## PROMPT 1
List every Reddit username that appears in the Reddit thread about language models for translation.
## PROMPT 2
In the Reddit thread about language models for translation, which model does ttkciar recommend?
## PROMPT 3
Write the next part of the Reddit thread about language models for translation, picking up after its last sentence.

What are your favorite LLMs for translation/docuement work?

Posted by AdventurousFly4909@reddit | LocalLLaMA | View on Reddit | 5 comments

I am currently working on a system to translate books/web novels. I got a working prototype, but now I am looking into optimizing it. I actually quite liked working on it because you are trying to always keep it busy and never wait for something to finish. It's a pretty fun programming challange for learning async and concurrency.

So I am wondering what your favorites models are for translation, summarization and etc. I am currently running gemma 26B 4bit on vllm and it's okay, though I haven't tried 3.6 27B or 3.6 35B so I don't have much to compare against.

Are there any models fine tuned for this, maybe those role playing ones? I don't really know, so I want to hear your thoughts.

[-]

BitGreen1270@reddit

Not OP but is there an IDE that I can use to edit or create documents using an llm? Like highlight a paragraph and ask it to redraft? Similar to Google docs (paid tier).

[-]

ttkciar@reddit

You are already using the one I came here to recommend, Gemma-4-26B-A4B-it.

Stored data:
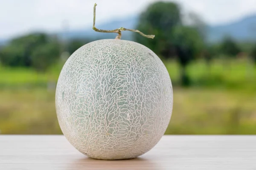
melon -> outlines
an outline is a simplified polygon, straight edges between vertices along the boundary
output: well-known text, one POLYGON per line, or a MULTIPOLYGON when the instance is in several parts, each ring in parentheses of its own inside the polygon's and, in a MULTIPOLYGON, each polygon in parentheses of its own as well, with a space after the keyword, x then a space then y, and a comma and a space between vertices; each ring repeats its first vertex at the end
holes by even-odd
POLYGON ((56 89, 61 130, 96 159, 136 158, 152 148, 171 119, 173 91, 159 57, 138 43, 88 43, 68 58, 56 89))

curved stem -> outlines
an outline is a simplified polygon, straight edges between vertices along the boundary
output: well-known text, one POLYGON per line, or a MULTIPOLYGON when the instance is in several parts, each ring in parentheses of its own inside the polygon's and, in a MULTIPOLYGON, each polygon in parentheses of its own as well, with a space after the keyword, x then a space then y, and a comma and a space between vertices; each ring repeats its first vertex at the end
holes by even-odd
POLYGON ((116 36, 116 39, 117 40, 120 40, 121 39, 121 37, 122 37, 122 31, 129 31, 132 32, 137 32, 143 36, 147 38, 153 39, 154 37, 154 35, 145 35, 145 34, 144 34, 143 33, 140 32, 138 30, 133 29, 127 29, 123 27, 121 27, 119 28, 113 29, 112 30, 105 30, 96 28, 96 27, 95 27, 95 16, 96 13, 96 6, 97 4, 95 3, 95 4, 94 4, 94 7, 93 8, 93 29, 96 31, 100 32, 117 33, 118 34, 117 35, 117 36, 116 36))

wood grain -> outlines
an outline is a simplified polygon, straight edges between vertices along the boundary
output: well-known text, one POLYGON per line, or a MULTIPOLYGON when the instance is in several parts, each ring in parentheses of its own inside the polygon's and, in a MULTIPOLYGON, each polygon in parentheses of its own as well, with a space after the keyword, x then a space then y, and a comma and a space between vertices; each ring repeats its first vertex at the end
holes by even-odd
POLYGON ((0 136, 0 170, 256 170, 256 136, 165 136, 138 158, 103 161, 63 136, 0 136))

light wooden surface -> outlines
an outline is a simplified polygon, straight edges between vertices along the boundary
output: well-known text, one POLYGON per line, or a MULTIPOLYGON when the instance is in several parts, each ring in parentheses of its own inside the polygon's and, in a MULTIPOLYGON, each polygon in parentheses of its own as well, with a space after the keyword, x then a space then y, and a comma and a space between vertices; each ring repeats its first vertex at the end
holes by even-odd
POLYGON ((165 136, 138 158, 90 159, 63 136, 0 136, 0 170, 256 170, 256 136, 165 136))

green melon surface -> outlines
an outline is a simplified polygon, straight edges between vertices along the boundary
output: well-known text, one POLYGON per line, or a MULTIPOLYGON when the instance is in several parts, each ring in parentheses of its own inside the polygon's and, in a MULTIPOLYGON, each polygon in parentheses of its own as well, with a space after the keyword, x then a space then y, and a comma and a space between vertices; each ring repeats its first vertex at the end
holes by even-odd
POLYGON ((163 135, 172 88, 165 66, 150 49, 102 40, 67 60, 55 102, 61 130, 79 151, 97 159, 131 159, 149 150, 163 135))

## RESPONSE BOX 1
AdventurousFly4909
BitGreen1270
ttkciar

## RESPONSE BOX 2
Gemma-4-26B-A4B-it.

## RESPONSE BOX 3
I had been using Phi-4 for quick translation, but have switched to Gemma4-26B, as it is both faster and more accurate.

IMO you would be best served batching several chapters for best inference throughput, one chapter per inference, if you have the VRAM. Batched inference takes longer per inference, but your overall tokens/second rate increases.

[-]

UnWiseSageVibe@reddit

I have been translating some Japanese stuff to English for personal use and Gemma-4-26B-A4B-it is simply amazing, I have no issues with the translations.

[-]

AdventurousFly4909@reddit (OP)

I am doing that. Currently getting somewhere between 500 and 1000 tokens/s on my 3090 depending on how many concurrent requests there are. Sometimes there 30 requests running parallel in vllm and other times 10 and 8 waiting. I no idea why that is, it might be not enough vram for the context or anything else idk.

I thought maybe 3.6 27B would be better since with a moe there might be experts holding info that might not be activated. But I heard that Gemma models are better at translation and other document tasks.

[-]

markole@reddit

For low resource languages, Gemma 4 is great. Mistral ones were also good but the largest Gemma 4 is the way to go. Too bad they decided to not release the 122B variant.